[Opening DATA FOR THE TASK section]

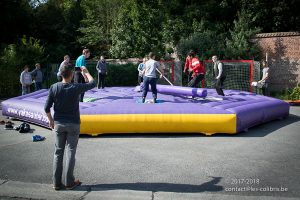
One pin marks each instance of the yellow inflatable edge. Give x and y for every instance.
(207, 124)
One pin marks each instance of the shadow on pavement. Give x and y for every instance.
(209, 186)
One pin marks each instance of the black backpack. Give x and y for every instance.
(23, 128)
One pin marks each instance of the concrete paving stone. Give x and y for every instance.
(211, 196)
(16, 189)
(118, 195)
(2, 181)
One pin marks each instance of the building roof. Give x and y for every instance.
(277, 34)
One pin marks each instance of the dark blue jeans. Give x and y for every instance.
(152, 82)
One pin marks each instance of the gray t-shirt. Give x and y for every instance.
(150, 68)
(38, 75)
(25, 78)
(65, 97)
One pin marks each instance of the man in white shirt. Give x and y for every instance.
(150, 77)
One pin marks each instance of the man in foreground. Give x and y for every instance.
(66, 123)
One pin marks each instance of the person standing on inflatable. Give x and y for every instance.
(219, 75)
(150, 77)
(188, 64)
(81, 64)
(198, 71)
(66, 123)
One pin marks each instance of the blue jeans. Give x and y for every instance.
(152, 82)
(25, 89)
(65, 135)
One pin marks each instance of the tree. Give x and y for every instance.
(97, 24)
(13, 58)
(137, 30)
(238, 45)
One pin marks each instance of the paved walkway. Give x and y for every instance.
(251, 165)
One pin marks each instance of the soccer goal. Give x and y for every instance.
(172, 71)
(239, 74)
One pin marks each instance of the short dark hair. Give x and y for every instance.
(25, 66)
(191, 53)
(151, 55)
(66, 71)
(85, 51)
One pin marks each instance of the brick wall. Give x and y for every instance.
(283, 55)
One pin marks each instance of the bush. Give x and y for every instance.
(118, 74)
(12, 60)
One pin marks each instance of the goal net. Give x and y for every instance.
(239, 74)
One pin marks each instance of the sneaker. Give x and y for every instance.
(8, 126)
(58, 187)
(37, 138)
(74, 185)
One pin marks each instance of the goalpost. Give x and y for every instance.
(239, 74)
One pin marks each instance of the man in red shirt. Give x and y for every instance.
(198, 70)
(188, 65)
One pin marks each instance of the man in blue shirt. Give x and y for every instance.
(80, 63)
(65, 123)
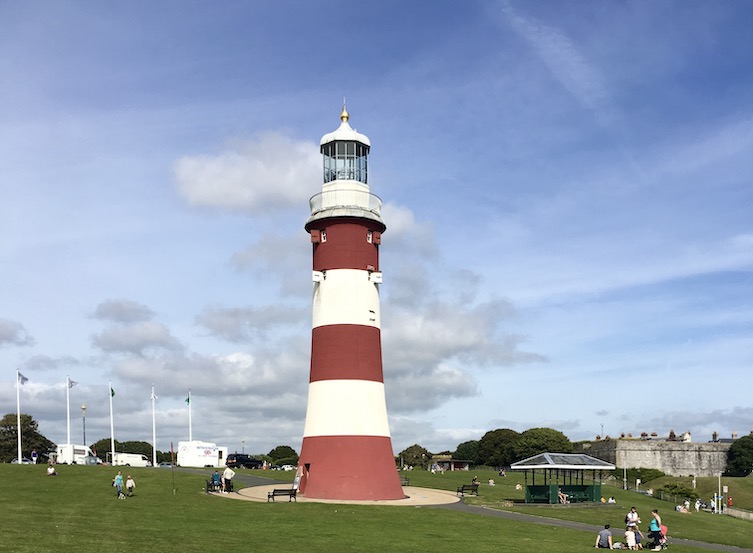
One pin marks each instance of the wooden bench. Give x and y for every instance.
(290, 492)
(468, 488)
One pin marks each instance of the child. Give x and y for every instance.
(130, 484)
(630, 537)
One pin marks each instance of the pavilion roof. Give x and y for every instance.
(569, 461)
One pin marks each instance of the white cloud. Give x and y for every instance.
(14, 333)
(135, 338)
(271, 172)
(122, 311)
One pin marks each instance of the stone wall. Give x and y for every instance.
(674, 458)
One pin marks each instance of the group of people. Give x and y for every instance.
(130, 484)
(633, 535)
(223, 483)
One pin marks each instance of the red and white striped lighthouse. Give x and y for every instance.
(347, 450)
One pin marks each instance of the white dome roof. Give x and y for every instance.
(345, 132)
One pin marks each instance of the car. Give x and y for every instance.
(242, 461)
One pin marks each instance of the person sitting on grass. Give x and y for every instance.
(604, 538)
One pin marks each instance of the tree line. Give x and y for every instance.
(497, 448)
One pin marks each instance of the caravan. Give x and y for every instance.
(200, 454)
(131, 460)
(71, 454)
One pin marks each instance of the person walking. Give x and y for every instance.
(632, 519)
(227, 480)
(118, 483)
(604, 538)
(130, 484)
(655, 530)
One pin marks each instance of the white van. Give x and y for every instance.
(71, 454)
(131, 460)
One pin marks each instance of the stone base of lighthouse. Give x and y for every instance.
(349, 467)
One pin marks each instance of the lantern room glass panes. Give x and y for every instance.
(345, 161)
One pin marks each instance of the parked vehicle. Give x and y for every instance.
(239, 460)
(73, 454)
(131, 460)
(200, 454)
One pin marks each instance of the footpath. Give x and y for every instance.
(257, 487)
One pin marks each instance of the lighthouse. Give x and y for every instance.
(347, 450)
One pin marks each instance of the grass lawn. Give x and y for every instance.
(78, 511)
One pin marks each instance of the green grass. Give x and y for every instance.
(78, 511)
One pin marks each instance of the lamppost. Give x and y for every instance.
(83, 417)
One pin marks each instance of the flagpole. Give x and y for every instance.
(154, 431)
(18, 411)
(68, 406)
(112, 429)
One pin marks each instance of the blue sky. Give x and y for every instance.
(566, 186)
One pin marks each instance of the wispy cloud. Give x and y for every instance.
(560, 54)
(271, 172)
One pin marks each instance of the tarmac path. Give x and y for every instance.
(446, 500)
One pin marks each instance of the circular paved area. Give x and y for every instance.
(415, 497)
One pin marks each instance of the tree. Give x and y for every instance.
(466, 451)
(541, 440)
(496, 448)
(740, 457)
(415, 456)
(31, 439)
(283, 455)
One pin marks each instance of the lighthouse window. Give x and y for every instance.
(345, 161)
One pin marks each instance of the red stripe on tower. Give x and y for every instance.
(347, 450)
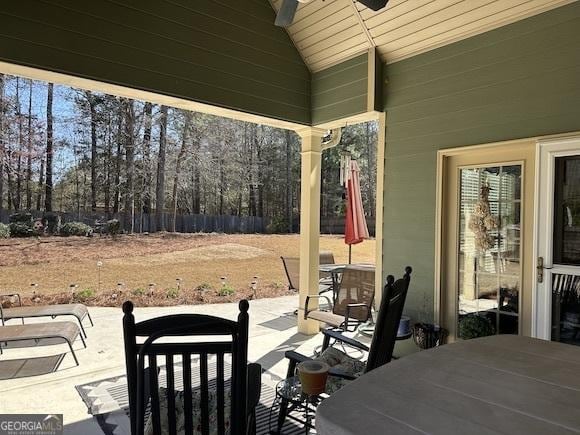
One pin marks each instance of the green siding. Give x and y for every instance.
(218, 52)
(517, 81)
(340, 91)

[Closing DATA FOR THE TASK section]

Every record must be transcribed faithfully, with no picture carried over.

One pin marks each instance of the yellow inflatable edge. Give x and y for every instance.
(207, 124)
One pin marks each instance of the shadow on pavement. Give x and y for every instance.
(209, 186)
One pin marks each instance of the black backpack. Give x and y for every instance.
(23, 128)
One pin marks each instance of the concrete paving stone. Give x and y for every instance.
(211, 196)
(16, 189)
(118, 195)
(2, 181)
One pin marks each instance of the building roof. Give x and y for every instance.
(277, 34)
One pin marks each instance of the dark blue jeans. Give x and y for every instance.
(152, 82)
One pin marks each instance of the gray t-shirt. Give x and y for every instance.
(150, 68)
(38, 75)
(25, 78)
(65, 97)
One pin marks each instance of the man in white shirt. Give x and y for every instance.
(150, 77)
One pin marks each instance of the man in foreground. Give x and y for every instance.
(66, 123)
One pin marks each instance of the person standing on inflatable. Give x and y for every instance.
(219, 75)
(150, 77)
(188, 64)
(81, 64)
(198, 71)
(66, 123)
One pin marks each instance of the blue jeans. Give x and y for every instance.
(152, 82)
(25, 89)
(65, 135)
One pin marks each instance of the tree. Give x and y for every instance.
(97, 24)
(13, 58)
(137, 30)
(238, 45)
One pin marks each instance of the paved walkway. Give x and y for every instance.
(251, 165)
One pin marks each instance of the soccer goal. Give x and y for every instance.
(172, 71)
(239, 74)
One pin marks each instance of the short dark hair. Give x and y for every instance.
(25, 66)
(191, 53)
(151, 55)
(66, 71)
(85, 51)
One pin marks each instance of the brick wall. Give x and y for every instance.
(283, 55)
One pin marks each instance of the bush. Give x and y for every instance.
(118, 74)
(12, 60)
One pin marks each instance of the goal net. Give x and y for every instance.
(239, 74)
One pin marks each instance of the sneaker. Give x and y for every instance.
(8, 126)
(58, 187)
(37, 138)
(74, 185)
One pin marks each instance of the goalpost. Give x and y for every instance.
(239, 74)
One pin marks each instance of the man in red shirt. Give x and y for every instance.
(198, 70)
(188, 65)
One pin marks each instance of the man in blue shirt. Give x and y for every instance.
(80, 63)
(65, 123)
One pin marks each instance of the wooden bench. Give x and y for every instance.
(290, 492)
(468, 488)
One pin marks each instance of the child. Give x and y for every instance.
(130, 484)
(630, 537)
One pin marks each instance of the pavilion roof. Give x and y for every instance.
(569, 461)
One pin marks each instance of the white cloud. Give x and y for every instance.
(14, 333)
(135, 338)
(271, 172)
(122, 311)
One pin marks each instance of the stone wall. Give x and y for every instance.
(674, 458)
One pin marks each instance of the group of people. Give x and y for every instance.
(130, 484)
(633, 535)
(223, 483)
One pin marks each instance of the red and white striped lighthouse. Give x and y for every instance.
(347, 450)
One pin marks each instance of the white dome roof. Give x and y for every instance.
(345, 132)
One pin marks each instance of the car. Give x and y for every instance.
(242, 461)
One pin marks each instance of the person sitting on grass. Give x and y for every instance.
(604, 538)
One pin marks each instance of the tree line. Give x and y for every instance.
(497, 448)
One pin marks each instance of the caravan. Give x and y for every instance.
(200, 454)
(131, 460)
(71, 454)
One pin marks each instance of the person walking. Give x and y for every instance.
(632, 519)
(227, 480)
(118, 483)
(604, 538)
(130, 484)
(655, 530)
One pin marks each instance of the white van. Give x and y for every instance.
(71, 454)
(131, 460)
One pin marks each instance of the stone base of lighthouse. Give x and y for every instance.
(349, 467)
One pin marks each instance of the lantern room glass panes. Give x and y for every instance.
(345, 161)
One pin marks each instance of the parked vehicle. Give x and y for every instance.
(239, 460)
(73, 454)
(131, 460)
(200, 454)
One pin marks each instance of the footpath. Give x and y for every instance.
(257, 487)
One pin marks each instance of the lighthouse. Give x and y for every instance.
(347, 450)
One pin marks each instance of the grass lawn. Give x and y for every instance.
(78, 511)
One pin marks each instance of the green grass. Give x and y for every instance.
(78, 511)
One pin marks each instance of the lamppost. Give x and y for every instance.
(83, 417)
One pin marks each instance of the flagpole. Give x and y for every instance.
(154, 431)
(18, 411)
(68, 406)
(112, 429)
One pin marks each instance of the blue sky. Give x and y for every instance.
(566, 186)
One pin marks each instance of the wispy cloud. Give x and y for every instance.
(560, 54)
(271, 172)
One pin marks each instance of the tarmac path. Give x and y for every instance.
(446, 500)
One pin marks each instance of the circular paved area. Give x and y for every instance.
(415, 497)
One pin marks each instance of the tree. Give x and y for every instance.
(466, 451)
(541, 440)
(496, 448)
(740, 457)
(415, 456)
(31, 439)
(283, 455)
One pin marks each instance of the lighthouse window. Give x and y for every instance.
(345, 161)
One pin marks each instance of the red stripe on tower. Give x and y for every instance.
(347, 450)
One pin marks each instance of the green siding. Give x and y for every instance.
(218, 52)
(517, 81)
(340, 91)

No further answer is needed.